Saved entries >>
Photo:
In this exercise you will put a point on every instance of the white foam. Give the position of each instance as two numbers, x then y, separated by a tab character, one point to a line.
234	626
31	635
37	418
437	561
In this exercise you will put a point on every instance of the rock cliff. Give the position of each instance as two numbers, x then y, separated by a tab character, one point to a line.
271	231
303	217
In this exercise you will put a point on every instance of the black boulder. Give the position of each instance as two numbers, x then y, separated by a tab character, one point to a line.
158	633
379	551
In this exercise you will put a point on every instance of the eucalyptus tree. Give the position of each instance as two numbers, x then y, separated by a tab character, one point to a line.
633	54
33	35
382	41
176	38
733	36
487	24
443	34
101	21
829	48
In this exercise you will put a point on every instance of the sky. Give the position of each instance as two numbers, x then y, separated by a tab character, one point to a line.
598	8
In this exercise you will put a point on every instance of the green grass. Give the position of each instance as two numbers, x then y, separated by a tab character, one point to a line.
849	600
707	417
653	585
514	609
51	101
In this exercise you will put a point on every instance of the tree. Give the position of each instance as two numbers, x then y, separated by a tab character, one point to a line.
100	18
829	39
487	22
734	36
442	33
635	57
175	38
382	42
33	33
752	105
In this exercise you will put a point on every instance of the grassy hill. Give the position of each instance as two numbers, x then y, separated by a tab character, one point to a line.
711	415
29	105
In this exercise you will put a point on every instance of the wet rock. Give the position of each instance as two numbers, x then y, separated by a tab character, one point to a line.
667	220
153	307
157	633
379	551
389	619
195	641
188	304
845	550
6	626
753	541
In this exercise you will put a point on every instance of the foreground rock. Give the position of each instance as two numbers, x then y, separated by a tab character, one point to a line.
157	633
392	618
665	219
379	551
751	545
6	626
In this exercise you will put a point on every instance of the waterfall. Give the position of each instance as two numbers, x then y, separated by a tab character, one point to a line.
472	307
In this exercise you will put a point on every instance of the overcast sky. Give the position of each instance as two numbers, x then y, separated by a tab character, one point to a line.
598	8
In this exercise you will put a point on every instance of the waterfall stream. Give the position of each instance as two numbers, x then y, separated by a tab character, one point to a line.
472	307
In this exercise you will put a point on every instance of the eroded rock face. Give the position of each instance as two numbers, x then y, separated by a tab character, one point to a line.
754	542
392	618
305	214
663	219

SET PROBLEM >> Reproduce every item above, keeping each line the same as it appears.

EXERCISE ANSWER >>
Photo:
In this exercise you will put a point on every instance of the white foam. Give the position of each instance as two numbers, x then y, separated by a tab character, one point to a line.
234	626
31	635
37	418
437	561
In this exercise you will put a point on every instance of the rock cliff. Give the position of each instance as two numbers, x then y, separated by a tab character, one point to a line.
271	231
303	217
In this exercise you will put a point on every instance of the black boulder. Give the position of each instance as two numbers, x then y, separated by a tab character, one point to a line.
158	633
379	551
In this exercise you will put a point on every instance of the eucalyptus tree. Give the position of each instance as two numbers, x then y, separated by a tab character, one point to a line.
633	54
33	35
382	41
176	38
733	36
487	24
443	34
101	21
829	48
In this exercise you will put a point on every instance of the sky. Give the position of each instance as two numbers, x then y, separated by a tab character, one point to a line.
598	8
In this exercise you will put a point on every instance of the green grass. Give the position of each instance as two numbers, x then y, separated by a tab character, one point to a line.
849	600
707	417
653	585
514	609
51	101
In this exercise you will put a point on every instance of the tree. Give the position of each instance as two numbers, x then y, separated by a tab character, one point to a line.
100	18
829	39
487	22
734	36
442	33
635	57
175	38
382	42
33	33
752	105
In this exercise you will put a point on every instance of the grassy hill. Give the position of each instance as two numbers, x then y, separated by a tab character, one point to a line.
711	415
29	105
In this exercise you will put a point on every instance of the wet rock. Give the position of each instance as two numbers, x then y, separated by a tab character, one point to a line.
667	220
153	307
157	633
379	551
389	619
195	641
188	304
845	550
6	626
753	541
In this exercise you will put a point on every instance of the foreground rock. Give the position of each instance as two numbers, x then y, separated by a tab character, one point to a line.
157	633
392	618
665	219
379	551
751	545
6	626
In this exercise you will put a point on every instance of the waterfall. Give the position of each instance as two numbers, x then y, separated by a tab character, one point to a line.
472	307
In this exercise you will put a point on every instance of the overcast sky. Give the position of each instance as two numbers, x then y, separated by a tab character, one point to a line.
598	8
In this exercise you will put a point on every instance of the waterfall stream. Give the position of each instance as two numbers, x then y, separated by a tab character, one point to a line.
472	307
In this exercise you will put a point on every instance of the eroded rock face. Give the position of each instance as two numbers, x then y, separated by a tab character, one point to a line.
754	542
392	618
305	214
663	219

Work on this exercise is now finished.